== Objective A ==
Do these statements agree with the MNN tutorial? Answer yes or no for each, and quote the words of the tutorial that decide it. (i) MNN has been used in more than 20 Alibaba apps. (ii) The bizCode must be set to a fixed, predefined value. (iii) If a frozen graph conversion fails, the tutorial suggests switching to an ONNX model.
== Objective B ==
Reproduce word for word the part of the MNN tutorial starting with "Introduction¶" and going on through "on Android devices.".
— START OF Given text —
Introduction¶

MNN is a lightweight deep neural network inference engine that loads deep neural network models on the end side for inference and prediction. Currently, MNN has been used in more than 20 apps of Alibaba, such as mobile Taobao, mobile Tmall, and Youku, covering scenarios like live streaming, short videos, search recommendations, product image search, interactive marketing, benefit distribution, and security risk control. Additionally, there are several applications in IoT and other scenarios.

This tutorial will introduce how to use MNN to implement image classification on Android devices.

Tutorial Source Code Address: https://github.com/yeyupiaoling/ClassificationForAndroid/blob/master/MNNClassification

Compile the Library and Convert the Model¶

Compile MNN’s Android Dynamic Library¶

Download and install the NDK from https://developer.android.com/ndk/downloads/, and it is recommended to use the latest stable version.
Set the NDK environment variable in .bashrc or .bash_profile, for example: export ANDROID_NDK=/Users/username/path/to/android-ndk-r14b
cd /path/to/MNN
./schema/generate.sh
cd project/android
Compile the armv7 dynamic library: mkdir build_32 && cd build_32 && ../build_32.sh
Compile the armv8 dynamic library: mkdir build_64 && cd build_64 && ../build_64.sh

Model Conversion¶

Execute the following command to obtain the model conversion tool MNNConvert:

cd MNN/
./schema/generate.sh
mkdir build
cd build
cmake .. -DMNN_BUILD_CONVERTER=true && make -j4

The following commands can convert models from other frameworks to MNN models:

TensorFlow -> MNN

Convert a TensorFlow frozen graph model to an MNN model. The bizCode specifies a marker code, which can be arbitrary. If the frozen graph conversion fails, you can use the TensorFlow Lite model, which usually succeeds.

./MNNConvert -f TF --modelFile XXX.pb --MNNModel XXX.mnn --bizCode biz

TensorFlow Lite -> MNN

Convert a TensorFlow Lite model to an MNN model. The bizCode specifies a marker code.

./MNNConvert -f TFLITE --modelFile XXX.tflite --MNNModel XXX.mnn --bizCode biz

Caffe -> MNN

Convert a Caffe model to an MNN model. The bizCode specifies a marker code.

./MNNConvert -f CAFFE --modelFile XXX.caffemodel --prototxt XXX.prototxt --MNNModel XXX.mnn --bizCode biz

ONNX -> MNN

Convert an ONNX model to an MNN model. The bizCode specifies a marker code.

./MNNConvert -f ONNX --modelFile XXX.onnx --MNNModel XXX.mnn --bizCode biz

Android Application Development¶

Place the generated C++ header files in the app/include/MNN/ directory, the generated dynamic library files in the app/src/main/jniLibs/ directory, write JNI C++ code in the app/src/main/cpp/ directory, place JNI Java code and MNN-related utility classes in the com.yeyupiaoling.mnnclassification.mnn package, and place the converted model in the assets directory.
— END OF Given text —
— START OF Data provided —
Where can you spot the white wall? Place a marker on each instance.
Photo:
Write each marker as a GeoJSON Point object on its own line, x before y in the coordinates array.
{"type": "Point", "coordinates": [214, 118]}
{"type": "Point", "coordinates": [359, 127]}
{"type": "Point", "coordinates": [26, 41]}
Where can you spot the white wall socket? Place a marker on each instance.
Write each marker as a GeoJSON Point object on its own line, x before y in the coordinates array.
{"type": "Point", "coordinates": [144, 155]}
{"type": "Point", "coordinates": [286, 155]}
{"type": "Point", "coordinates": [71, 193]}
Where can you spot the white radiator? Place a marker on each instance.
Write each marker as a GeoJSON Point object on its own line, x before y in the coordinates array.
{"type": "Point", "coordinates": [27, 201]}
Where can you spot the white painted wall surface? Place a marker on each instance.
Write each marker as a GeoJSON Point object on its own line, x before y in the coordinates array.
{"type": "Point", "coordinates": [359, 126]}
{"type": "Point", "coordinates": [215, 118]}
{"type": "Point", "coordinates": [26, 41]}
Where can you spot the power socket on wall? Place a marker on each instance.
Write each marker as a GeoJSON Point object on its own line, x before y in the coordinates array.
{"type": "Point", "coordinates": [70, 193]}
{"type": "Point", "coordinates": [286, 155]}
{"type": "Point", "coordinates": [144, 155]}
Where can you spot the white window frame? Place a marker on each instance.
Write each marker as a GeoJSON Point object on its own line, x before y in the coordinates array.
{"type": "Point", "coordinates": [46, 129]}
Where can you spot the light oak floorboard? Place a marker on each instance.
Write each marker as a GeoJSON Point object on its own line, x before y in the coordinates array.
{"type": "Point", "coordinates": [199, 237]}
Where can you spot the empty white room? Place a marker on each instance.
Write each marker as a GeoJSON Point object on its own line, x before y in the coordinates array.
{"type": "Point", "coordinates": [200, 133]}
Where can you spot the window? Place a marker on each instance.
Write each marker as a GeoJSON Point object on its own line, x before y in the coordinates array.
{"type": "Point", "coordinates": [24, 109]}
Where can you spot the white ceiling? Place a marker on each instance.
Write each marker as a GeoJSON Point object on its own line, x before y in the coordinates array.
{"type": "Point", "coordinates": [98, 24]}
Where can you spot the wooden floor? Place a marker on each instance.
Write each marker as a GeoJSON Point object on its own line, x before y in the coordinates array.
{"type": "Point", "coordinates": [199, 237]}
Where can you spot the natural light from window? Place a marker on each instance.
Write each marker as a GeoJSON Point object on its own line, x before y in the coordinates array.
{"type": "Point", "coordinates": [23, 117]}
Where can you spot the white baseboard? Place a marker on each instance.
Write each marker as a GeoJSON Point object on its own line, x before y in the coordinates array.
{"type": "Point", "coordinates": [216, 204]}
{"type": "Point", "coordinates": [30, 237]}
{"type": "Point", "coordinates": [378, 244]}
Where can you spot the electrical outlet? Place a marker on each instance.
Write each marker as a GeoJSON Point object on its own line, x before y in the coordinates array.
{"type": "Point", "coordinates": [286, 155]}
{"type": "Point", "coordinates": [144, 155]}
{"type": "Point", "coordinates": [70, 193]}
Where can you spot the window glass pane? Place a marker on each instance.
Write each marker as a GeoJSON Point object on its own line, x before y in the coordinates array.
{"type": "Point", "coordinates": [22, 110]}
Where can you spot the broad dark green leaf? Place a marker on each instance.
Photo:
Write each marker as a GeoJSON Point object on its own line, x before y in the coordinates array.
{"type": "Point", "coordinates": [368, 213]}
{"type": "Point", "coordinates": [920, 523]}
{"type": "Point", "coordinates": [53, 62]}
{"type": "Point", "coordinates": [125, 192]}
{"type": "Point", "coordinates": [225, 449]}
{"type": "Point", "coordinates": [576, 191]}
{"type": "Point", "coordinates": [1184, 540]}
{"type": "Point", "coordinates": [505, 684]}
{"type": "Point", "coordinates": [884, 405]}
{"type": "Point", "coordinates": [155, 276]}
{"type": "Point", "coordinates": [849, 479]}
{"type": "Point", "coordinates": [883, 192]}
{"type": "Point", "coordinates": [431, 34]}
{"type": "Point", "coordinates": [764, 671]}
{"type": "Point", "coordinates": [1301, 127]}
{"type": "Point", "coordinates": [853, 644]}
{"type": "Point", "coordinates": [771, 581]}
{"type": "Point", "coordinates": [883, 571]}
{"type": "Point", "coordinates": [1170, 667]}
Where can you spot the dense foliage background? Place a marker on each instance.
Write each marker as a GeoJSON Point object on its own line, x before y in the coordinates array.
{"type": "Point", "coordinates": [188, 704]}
— END OF Data provided —
== Complete output A ==
(i) Yes: "MNN has been used in more than 20 apps of Alibaba"
(ii) No: "The bizCode specifies a marker code, which can be arbitrary."
(iii) No: "If the frozen graph conversion fails, you can use the TensorFlow Lite model, which usually succeeds."

== Complete output B ==
Introduction¶

MNN is a lightweight deep neural network inference engine that loads deep neural network models on the end side for inference and prediction. Currently, MNN has been used in more than 20 apps of Alibaba, such as mobile Taobao, mobile Tmall, and Youku, covering scenarios like live streaming, short videos, search recommendations, product image search, interactive marketing, benefit distribution, and security risk control. Additionally, there are several applications in IoT and other scenarios.

This tutorial will introduce how to use MNN to implement image classification on Android devices.